### Requirement:
Once the line containing "128L249 126L250 132L240" is found in the entries below, restate it and each following line word for word, stopping after the line containing "positive clicks: (142, 84)".

-------- Record excerpts --------

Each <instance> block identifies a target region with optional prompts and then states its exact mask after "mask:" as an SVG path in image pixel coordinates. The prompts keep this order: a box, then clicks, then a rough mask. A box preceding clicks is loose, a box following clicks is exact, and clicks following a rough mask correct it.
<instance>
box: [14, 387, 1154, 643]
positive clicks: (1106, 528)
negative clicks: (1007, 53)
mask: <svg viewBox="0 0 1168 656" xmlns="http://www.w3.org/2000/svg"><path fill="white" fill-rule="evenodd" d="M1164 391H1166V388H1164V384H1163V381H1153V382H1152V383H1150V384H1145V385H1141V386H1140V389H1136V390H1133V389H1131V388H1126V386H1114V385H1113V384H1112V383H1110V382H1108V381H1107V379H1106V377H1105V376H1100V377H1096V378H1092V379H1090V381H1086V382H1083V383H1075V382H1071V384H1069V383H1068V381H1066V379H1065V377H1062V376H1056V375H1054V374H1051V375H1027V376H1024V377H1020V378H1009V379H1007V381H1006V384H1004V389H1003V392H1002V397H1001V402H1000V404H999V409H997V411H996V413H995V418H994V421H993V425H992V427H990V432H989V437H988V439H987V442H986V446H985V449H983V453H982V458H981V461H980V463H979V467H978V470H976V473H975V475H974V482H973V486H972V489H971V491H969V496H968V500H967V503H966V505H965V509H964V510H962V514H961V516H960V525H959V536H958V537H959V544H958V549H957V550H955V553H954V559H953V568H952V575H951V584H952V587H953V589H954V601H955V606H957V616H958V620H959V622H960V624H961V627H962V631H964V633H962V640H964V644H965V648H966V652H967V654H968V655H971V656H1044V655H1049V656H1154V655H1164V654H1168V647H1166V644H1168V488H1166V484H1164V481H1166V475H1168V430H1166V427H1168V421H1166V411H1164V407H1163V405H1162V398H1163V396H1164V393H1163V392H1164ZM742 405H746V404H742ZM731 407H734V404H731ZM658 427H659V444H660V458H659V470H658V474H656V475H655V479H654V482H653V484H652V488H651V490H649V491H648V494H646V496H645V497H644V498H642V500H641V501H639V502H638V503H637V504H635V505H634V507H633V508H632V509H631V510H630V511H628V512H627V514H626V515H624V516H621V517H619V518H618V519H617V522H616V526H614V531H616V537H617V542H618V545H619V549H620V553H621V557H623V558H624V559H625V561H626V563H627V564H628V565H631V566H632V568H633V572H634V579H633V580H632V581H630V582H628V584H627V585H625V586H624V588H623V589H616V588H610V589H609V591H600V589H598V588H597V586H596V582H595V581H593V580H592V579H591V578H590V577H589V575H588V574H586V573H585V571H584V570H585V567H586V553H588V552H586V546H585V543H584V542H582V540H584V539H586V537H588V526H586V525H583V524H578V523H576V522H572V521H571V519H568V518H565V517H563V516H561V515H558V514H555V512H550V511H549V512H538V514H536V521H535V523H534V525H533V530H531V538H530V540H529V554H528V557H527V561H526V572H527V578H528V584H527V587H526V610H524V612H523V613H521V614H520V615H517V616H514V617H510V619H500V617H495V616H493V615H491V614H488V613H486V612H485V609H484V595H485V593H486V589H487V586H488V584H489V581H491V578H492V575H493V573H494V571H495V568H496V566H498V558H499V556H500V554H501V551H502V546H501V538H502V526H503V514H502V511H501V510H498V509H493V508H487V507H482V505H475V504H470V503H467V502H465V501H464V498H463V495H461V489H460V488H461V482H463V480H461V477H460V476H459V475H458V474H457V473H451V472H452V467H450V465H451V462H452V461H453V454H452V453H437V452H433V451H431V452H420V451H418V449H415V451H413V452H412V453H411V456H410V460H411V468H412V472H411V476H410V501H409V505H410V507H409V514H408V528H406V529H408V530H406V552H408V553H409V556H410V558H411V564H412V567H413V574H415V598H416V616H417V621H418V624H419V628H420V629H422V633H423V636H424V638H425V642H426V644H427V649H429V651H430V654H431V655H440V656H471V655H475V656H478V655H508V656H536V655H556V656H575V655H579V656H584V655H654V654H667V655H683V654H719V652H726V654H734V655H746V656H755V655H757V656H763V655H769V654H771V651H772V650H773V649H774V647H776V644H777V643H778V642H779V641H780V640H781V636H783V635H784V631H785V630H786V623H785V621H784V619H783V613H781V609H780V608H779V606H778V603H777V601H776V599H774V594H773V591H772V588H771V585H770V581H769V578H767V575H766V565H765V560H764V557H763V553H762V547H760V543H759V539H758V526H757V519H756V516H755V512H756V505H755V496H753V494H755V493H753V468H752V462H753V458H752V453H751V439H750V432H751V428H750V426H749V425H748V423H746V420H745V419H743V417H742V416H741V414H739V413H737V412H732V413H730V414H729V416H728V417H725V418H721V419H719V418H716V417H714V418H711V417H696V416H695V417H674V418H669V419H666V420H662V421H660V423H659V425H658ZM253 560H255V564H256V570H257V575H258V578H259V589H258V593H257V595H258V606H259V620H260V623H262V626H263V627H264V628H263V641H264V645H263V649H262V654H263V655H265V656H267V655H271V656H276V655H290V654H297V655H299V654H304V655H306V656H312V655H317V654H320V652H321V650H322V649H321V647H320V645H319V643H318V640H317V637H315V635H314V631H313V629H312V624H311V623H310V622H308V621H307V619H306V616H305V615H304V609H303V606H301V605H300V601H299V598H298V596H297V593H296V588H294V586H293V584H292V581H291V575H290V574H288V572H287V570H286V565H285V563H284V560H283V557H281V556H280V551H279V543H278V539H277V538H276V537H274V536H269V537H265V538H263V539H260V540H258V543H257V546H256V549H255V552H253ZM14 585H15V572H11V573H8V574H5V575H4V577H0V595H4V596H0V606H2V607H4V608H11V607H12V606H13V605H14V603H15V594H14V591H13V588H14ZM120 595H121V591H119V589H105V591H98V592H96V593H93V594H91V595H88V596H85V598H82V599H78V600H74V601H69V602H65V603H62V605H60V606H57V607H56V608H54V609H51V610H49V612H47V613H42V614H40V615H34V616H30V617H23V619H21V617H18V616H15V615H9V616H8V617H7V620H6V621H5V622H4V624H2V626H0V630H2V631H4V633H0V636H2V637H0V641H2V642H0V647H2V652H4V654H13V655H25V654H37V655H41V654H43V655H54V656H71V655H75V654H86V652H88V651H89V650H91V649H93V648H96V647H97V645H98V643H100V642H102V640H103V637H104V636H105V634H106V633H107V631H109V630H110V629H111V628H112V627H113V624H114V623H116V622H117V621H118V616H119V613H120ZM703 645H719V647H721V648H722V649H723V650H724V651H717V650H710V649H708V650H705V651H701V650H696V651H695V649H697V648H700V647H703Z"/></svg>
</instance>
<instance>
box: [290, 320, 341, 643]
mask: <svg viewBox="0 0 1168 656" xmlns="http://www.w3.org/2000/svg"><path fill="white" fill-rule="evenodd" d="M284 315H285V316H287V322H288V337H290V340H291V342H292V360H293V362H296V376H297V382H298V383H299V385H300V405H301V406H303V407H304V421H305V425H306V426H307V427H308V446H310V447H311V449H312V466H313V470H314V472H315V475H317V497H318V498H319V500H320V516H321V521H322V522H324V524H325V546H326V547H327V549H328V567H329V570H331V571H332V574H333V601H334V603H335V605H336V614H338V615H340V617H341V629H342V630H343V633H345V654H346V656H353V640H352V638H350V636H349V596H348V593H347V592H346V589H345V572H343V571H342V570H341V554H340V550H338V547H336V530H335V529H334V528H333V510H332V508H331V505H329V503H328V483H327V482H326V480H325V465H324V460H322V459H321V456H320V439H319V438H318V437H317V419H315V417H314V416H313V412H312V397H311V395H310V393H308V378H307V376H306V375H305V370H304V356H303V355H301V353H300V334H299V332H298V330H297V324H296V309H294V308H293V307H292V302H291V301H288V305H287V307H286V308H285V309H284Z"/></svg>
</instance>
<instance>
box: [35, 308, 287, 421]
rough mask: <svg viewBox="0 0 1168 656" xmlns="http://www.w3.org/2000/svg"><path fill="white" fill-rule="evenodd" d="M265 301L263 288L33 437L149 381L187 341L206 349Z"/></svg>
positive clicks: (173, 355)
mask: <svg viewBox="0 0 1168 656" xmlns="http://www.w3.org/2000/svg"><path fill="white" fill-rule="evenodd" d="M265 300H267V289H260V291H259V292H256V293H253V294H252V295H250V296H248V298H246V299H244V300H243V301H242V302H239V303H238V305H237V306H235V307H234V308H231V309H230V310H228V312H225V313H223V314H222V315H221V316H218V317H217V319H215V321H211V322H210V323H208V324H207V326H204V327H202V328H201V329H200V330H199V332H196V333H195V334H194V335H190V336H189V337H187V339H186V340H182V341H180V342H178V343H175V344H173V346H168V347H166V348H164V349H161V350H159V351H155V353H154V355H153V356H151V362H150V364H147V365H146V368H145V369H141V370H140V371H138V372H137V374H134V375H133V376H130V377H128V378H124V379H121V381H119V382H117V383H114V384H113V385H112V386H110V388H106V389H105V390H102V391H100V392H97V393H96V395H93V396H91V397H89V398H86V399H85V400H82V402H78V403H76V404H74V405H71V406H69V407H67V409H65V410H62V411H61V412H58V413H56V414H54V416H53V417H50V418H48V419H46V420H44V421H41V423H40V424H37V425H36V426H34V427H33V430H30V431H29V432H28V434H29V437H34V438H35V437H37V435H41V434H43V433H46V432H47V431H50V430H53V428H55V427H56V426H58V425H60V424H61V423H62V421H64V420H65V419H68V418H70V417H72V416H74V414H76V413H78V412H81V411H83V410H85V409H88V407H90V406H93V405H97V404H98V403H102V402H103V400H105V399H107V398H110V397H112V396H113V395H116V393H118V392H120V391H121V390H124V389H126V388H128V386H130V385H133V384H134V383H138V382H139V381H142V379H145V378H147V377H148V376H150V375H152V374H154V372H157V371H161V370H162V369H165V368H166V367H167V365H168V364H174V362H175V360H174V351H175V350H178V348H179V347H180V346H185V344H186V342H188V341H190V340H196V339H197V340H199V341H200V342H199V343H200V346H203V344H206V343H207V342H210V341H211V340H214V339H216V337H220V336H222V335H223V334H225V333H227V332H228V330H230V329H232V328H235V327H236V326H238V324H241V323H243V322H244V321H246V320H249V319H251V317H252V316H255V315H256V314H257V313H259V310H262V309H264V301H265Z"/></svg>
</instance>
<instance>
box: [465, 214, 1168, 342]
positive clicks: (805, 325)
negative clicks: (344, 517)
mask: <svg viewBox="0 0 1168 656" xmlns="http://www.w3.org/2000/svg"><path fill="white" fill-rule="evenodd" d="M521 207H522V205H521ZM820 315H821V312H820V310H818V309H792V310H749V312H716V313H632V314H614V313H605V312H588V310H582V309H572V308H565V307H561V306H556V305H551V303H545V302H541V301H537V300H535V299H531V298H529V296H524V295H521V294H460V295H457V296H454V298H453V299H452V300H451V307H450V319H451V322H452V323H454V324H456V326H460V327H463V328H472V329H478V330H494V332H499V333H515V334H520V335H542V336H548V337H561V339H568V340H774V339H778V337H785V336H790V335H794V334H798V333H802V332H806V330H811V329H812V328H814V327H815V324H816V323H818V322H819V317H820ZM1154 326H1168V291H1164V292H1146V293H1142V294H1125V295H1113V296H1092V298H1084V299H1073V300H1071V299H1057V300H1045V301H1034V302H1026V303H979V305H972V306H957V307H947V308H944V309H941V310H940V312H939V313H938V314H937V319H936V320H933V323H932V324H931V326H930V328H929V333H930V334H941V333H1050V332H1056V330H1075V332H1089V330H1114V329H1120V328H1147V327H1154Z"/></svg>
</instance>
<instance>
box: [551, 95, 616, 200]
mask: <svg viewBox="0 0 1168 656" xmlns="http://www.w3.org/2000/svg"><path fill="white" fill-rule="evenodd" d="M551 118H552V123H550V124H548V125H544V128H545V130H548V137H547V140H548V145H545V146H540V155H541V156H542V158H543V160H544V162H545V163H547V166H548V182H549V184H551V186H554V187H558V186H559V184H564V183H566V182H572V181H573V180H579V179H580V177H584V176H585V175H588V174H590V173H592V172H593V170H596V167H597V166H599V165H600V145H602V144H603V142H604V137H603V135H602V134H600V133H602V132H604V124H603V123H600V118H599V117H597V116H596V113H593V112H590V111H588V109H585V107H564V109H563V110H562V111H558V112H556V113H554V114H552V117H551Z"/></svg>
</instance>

--------
-------- Record excerpts --------

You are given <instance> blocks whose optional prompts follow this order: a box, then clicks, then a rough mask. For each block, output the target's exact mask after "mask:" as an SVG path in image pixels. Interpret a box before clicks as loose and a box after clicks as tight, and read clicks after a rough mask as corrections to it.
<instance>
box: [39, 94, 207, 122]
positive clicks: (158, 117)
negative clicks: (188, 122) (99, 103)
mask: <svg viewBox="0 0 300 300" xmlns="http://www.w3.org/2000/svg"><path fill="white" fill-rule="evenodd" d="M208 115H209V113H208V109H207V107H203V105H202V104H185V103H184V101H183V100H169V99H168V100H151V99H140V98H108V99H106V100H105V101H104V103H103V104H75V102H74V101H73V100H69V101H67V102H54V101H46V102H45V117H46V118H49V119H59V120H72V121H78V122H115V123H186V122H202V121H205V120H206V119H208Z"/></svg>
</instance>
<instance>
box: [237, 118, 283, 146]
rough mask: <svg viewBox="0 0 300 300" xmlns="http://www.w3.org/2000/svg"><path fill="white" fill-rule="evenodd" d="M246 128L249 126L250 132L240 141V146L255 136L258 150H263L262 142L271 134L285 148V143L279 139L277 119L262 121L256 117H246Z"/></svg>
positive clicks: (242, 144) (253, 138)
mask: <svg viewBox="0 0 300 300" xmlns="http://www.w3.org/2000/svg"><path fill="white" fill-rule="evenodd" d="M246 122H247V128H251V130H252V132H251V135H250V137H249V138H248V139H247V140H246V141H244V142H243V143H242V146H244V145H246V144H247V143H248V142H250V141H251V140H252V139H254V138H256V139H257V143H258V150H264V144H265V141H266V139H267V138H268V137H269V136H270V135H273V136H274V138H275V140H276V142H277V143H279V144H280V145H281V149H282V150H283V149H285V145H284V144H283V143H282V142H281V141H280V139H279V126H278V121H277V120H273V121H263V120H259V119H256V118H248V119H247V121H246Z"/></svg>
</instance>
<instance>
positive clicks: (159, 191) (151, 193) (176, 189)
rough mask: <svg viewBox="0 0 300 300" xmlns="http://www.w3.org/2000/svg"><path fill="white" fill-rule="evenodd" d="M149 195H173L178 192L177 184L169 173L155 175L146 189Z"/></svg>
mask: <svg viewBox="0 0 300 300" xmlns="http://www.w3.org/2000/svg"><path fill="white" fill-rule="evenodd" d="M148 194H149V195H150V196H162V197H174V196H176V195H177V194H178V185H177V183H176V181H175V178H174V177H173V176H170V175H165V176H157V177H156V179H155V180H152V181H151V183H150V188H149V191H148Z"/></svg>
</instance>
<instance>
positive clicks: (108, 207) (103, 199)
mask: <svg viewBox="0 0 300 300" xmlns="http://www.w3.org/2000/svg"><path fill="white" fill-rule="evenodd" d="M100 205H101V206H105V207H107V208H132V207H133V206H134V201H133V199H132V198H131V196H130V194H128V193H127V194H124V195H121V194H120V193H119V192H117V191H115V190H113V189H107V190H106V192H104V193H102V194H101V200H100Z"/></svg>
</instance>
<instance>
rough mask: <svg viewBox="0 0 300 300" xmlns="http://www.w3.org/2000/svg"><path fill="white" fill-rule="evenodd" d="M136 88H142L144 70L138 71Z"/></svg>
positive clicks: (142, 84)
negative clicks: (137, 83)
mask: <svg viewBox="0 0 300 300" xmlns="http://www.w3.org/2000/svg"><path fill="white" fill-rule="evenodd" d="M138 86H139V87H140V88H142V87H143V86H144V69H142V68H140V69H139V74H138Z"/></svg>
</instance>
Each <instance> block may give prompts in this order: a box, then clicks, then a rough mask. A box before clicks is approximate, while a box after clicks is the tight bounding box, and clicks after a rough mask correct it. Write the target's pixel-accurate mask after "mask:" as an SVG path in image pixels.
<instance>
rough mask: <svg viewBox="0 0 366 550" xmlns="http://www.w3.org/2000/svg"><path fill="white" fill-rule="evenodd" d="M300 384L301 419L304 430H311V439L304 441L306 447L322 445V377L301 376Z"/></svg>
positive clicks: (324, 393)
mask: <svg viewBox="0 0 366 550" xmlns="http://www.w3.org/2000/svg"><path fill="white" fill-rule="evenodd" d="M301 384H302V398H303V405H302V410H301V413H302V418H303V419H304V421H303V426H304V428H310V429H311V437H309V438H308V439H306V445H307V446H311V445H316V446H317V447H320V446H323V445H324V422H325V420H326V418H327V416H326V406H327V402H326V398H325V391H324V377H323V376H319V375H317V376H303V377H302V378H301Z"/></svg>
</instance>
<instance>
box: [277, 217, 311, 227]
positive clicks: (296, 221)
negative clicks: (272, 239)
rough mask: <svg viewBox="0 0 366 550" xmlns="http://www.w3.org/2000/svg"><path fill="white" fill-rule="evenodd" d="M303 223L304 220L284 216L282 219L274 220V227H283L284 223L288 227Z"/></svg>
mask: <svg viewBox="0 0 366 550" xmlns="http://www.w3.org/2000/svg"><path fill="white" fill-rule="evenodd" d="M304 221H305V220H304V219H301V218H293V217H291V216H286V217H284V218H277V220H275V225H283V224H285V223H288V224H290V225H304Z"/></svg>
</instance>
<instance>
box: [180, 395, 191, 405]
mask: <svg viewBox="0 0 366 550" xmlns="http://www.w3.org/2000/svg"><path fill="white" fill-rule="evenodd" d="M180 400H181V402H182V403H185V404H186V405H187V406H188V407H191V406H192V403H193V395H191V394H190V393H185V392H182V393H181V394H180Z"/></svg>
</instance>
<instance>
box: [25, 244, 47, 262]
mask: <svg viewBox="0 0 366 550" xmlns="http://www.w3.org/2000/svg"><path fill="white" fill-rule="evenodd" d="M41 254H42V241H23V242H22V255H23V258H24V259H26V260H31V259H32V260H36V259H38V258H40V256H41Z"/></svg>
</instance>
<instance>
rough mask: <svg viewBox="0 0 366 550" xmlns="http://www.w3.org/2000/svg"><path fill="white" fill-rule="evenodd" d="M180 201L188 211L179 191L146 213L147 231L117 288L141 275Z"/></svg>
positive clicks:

--------
-------- Record excerpts --------

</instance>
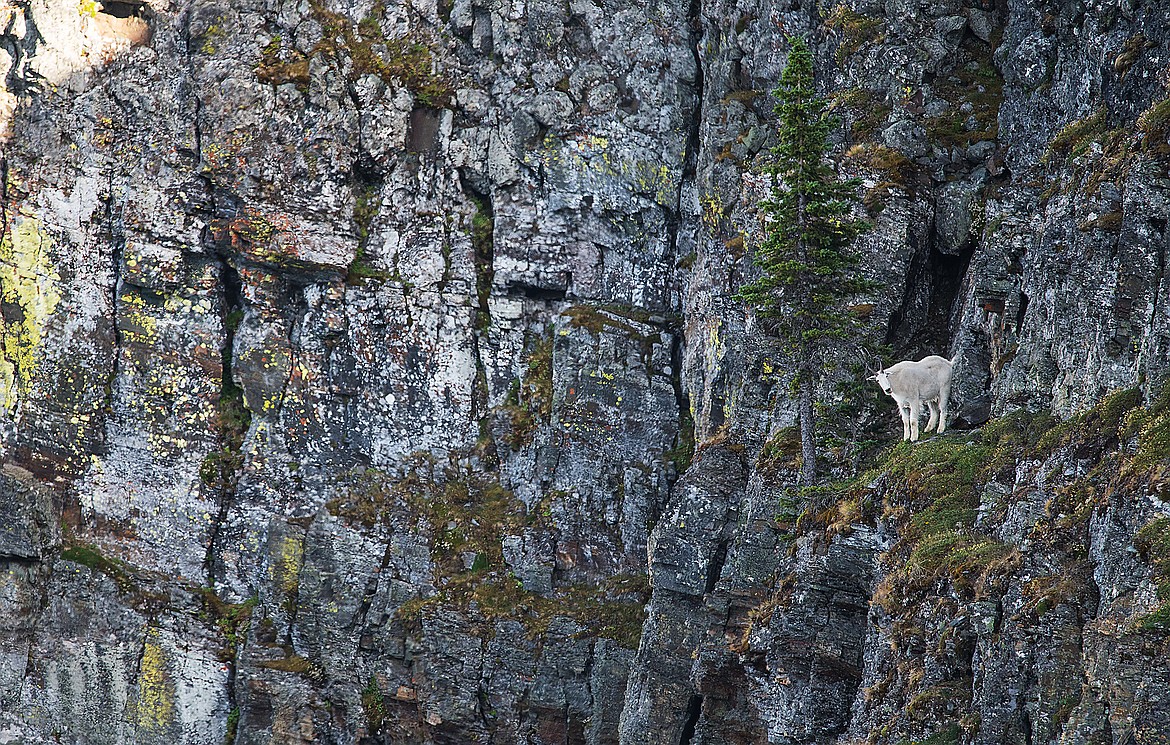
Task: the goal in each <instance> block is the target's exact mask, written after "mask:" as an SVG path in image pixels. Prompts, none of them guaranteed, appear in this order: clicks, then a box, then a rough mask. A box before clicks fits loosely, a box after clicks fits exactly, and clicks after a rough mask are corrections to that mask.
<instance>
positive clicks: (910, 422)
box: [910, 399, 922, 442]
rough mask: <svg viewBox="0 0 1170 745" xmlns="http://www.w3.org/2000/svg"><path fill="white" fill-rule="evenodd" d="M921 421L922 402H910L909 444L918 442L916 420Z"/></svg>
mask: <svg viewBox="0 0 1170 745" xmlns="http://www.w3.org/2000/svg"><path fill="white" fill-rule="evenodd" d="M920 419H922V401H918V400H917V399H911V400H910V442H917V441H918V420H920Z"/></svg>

--------

### Answer for the task:
rough mask: <svg viewBox="0 0 300 300" xmlns="http://www.w3.org/2000/svg"><path fill="white" fill-rule="evenodd" d="M246 128L249 126L250 132L240 141V146L255 136L258 150H263L262 142L271 134L285 148V143L279 139L277 119L262 121L256 117H246Z"/></svg>
positive clicks: (242, 144) (253, 138)
mask: <svg viewBox="0 0 300 300" xmlns="http://www.w3.org/2000/svg"><path fill="white" fill-rule="evenodd" d="M246 122H247V128H251V130H252V132H251V135H250V137H249V138H248V139H247V140H246V141H244V142H243V143H242V146H244V145H246V144H247V143H248V142H250V141H251V140H252V139H254V138H256V139H257V143H258V150H264V144H265V141H266V139H267V138H268V137H269V136H270V135H273V136H274V138H275V140H276V142H277V143H279V144H280V145H281V149H282V150H283V149H285V145H284V144H283V143H282V142H281V141H280V139H279V126H278V121H277V120H273V121H263V120H259V119H256V118H248V119H247V121H246Z"/></svg>
</instance>
<instance>
positive clicks: (159, 191) (151, 193) (176, 189)
rough mask: <svg viewBox="0 0 300 300" xmlns="http://www.w3.org/2000/svg"><path fill="white" fill-rule="evenodd" d="M149 195H173L178 192L177 184L169 173L155 175L146 189Z"/></svg>
mask: <svg viewBox="0 0 300 300" xmlns="http://www.w3.org/2000/svg"><path fill="white" fill-rule="evenodd" d="M148 194H149V195H150V196H162V197H174V196H176V195H177V194H178V185H177V183H176V181H175V178H174V177H173V176H170V175H165V176H157V177H156V179H155V180H152V181H151V183H150V188H149V191H148Z"/></svg>
</instance>
<instance>
positive clicks: (108, 207) (103, 199)
mask: <svg viewBox="0 0 300 300" xmlns="http://www.w3.org/2000/svg"><path fill="white" fill-rule="evenodd" d="M100 205H101V206H105V207H107V208H132V207H133V206H134V201H133V199H132V198H131V196H130V194H128V193H127V194H124V195H121V194H120V193H119V192H117V191H115V190H113V189H107V190H106V192H104V193H102V194H101V200H100Z"/></svg>
</instance>
<instance>
rough mask: <svg viewBox="0 0 300 300" xmlns="http://www.w3.org/2000/svg"><path fill="white" fill-rule="evenodd" d="M136 88H142L144 70L138 71Z"/></svg>
positive clicks: (142, 84)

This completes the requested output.